Esercizio breve a: Stampa dal brano sul lavoro in Italia, riportato più sotto, tutto il testo che va da "Per quanto riguarda" giù fino a "bassa crescita dell’economia.".

Si è spesso sostenuto che in Italia c’è bisogno di lavorare di più e studiare di più. Non perché chi lo sta facendo lo faccia poco e male, ma perché siamo pochi a lavorare e pochi a conseguire livelli terziari (universitari) di preparazione. Pochi ovviamente rispetto a Paesi europei con popolazione e tassi di sviluppo analoghi ai nostri.



È noto che noi abbiamo una domanda di lavoro alquanto particolare data la struttura produttiva caratterizzata da micro e piccole imprese. Tale struttura offre maggiore flessibilità nelle crisi, ma anche una maggiore rigidità quando, di fronte a opportunità di sviluppo, vi è necessità di fare sistema.

Per quanto riguarda l’obiettivo di far crescere l’occupazione si è ovviamente sempre sostenuto che è indispensabile stimolare la domanda di lavoro tramite il sostegno agli investimenti, pubblici e privati, e favorendo un’espansione dei consumi. Resta evidente che l’allargamento della base produttiva è indispensabile per assicurare la crescita occupazionale complessiva, ma anche l’offerta di lavoro incide nel determinare una bassa crescita dell’economia.



Il Centro Studi e Ricerche Itinerari Previdenziali ha affrontato di petto la questione con un paper di approfondimento teso a dimostrare come le caratteristiche del nostro mercato del lavoro, lato offerta, incide sullo stato di salute complessiva del sistema-Paese.

I dati di base indicano che restiamo maglia nera in molti dei parametri con cui viene misurato l’apporto del lavoro al sistema economico. Il tasso di occupazione italiano (numero di occupati sulla popolazione in età lavorativa) è passato dal 53,7% del 2000 al 58,5% del 2018. La crescita di 5 punti è significativa, ma è inferiore a quanto realizzato nello stesso periodo dai Paesi europei dell’area dell’euro (+6%) e ci lascia di oltre 10 punti sotto il tasso di occupazione medio europeo che sfiora il 70%.

Dati forniti:
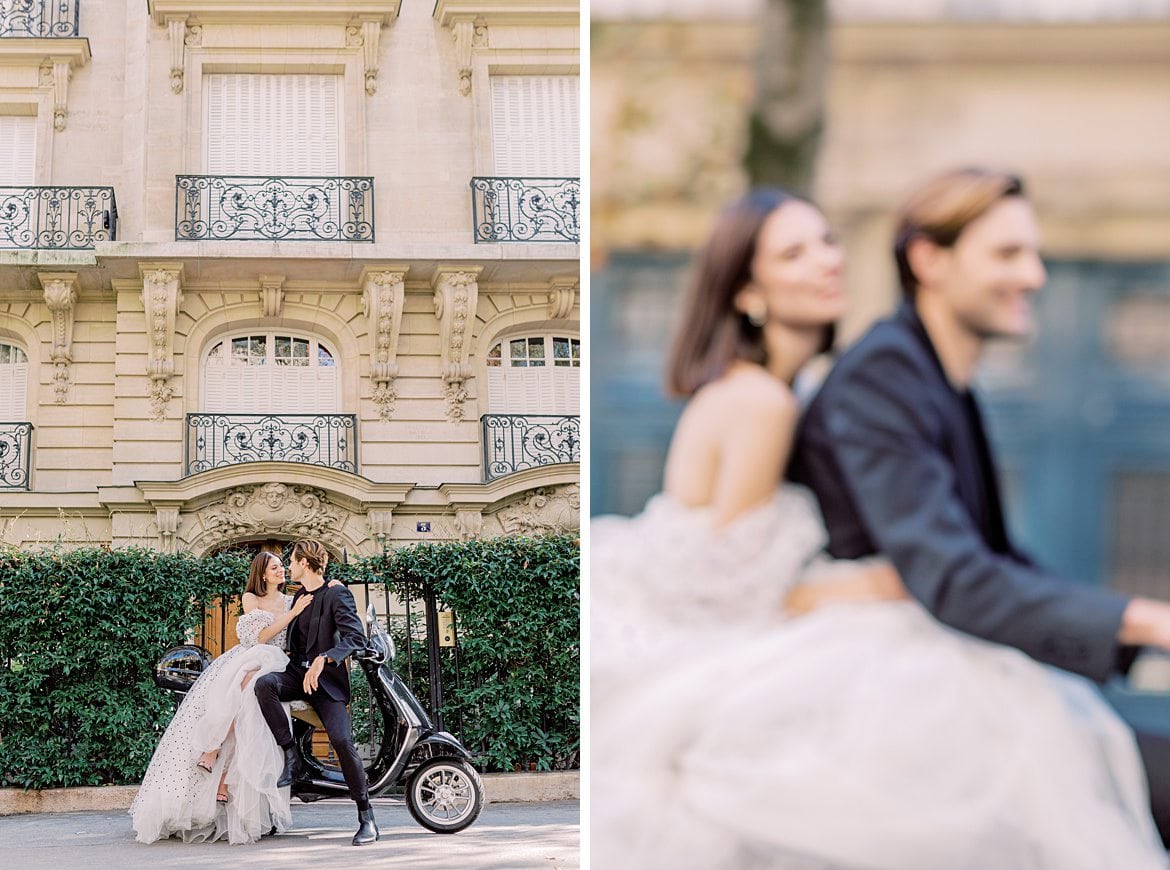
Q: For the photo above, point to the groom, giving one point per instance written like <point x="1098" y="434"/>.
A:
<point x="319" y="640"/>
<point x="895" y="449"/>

==

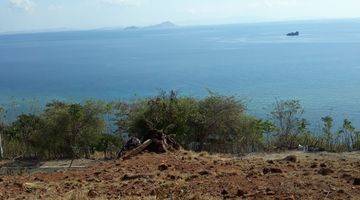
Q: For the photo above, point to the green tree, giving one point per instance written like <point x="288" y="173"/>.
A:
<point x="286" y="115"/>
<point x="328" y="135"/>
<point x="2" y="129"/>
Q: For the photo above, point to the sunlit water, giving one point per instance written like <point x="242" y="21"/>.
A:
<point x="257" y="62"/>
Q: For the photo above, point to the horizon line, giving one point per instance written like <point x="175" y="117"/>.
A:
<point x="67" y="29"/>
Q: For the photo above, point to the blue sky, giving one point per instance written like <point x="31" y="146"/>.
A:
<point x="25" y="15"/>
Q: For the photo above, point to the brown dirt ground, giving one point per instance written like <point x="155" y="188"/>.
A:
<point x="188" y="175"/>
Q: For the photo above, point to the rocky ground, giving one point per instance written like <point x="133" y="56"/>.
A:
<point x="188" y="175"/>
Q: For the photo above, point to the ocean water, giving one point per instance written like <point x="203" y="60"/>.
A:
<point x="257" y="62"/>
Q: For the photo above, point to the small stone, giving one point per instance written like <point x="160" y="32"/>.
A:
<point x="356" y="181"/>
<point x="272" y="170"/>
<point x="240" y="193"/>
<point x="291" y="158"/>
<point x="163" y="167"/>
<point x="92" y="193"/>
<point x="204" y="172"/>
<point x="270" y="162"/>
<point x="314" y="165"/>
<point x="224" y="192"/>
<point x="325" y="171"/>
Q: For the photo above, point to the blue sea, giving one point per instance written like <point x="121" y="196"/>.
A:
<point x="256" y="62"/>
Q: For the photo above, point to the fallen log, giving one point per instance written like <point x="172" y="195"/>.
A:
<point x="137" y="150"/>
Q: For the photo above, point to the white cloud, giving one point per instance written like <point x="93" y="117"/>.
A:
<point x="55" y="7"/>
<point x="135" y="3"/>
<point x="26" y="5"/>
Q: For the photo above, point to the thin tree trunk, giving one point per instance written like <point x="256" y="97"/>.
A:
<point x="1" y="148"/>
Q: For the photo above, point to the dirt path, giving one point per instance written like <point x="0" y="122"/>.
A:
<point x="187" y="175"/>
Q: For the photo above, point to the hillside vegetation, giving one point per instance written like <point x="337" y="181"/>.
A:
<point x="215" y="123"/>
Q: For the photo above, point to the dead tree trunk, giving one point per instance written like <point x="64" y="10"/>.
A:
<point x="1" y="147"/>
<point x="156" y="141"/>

Esercizio breve b: Individua nell'elenco qui sopra ogni riga in cui compare la parola "ground" e ricopiala per intero. Maiuscole e minuscole contano.

Soluzione scritta a:
Per quanto riguarda l’obiettivo di far crescere l’occupazione si è ovviamente sempre sostenuto che è indispensabile stimolare la domanda di lavoro tramite il sostegno agli investimenti, pubblici e privati, e favorendo un’espansione dei consumi. Resta evidente che l’allargamento della base produttiva è indispensabile per assicurare la crescita occupazionale complessiva, ma anche l’offerta di lavoro incide nel determinare una bassa crescita dell’economia.

Soluzione scritta b:
Q: For the photo above, point to the brown dirt ground, giving one point per instance written like <point x="155" y="188"/>.
Q: For the photo above, point to the rocky ground, giving one point per instance written like <point x="133" y="56"/>.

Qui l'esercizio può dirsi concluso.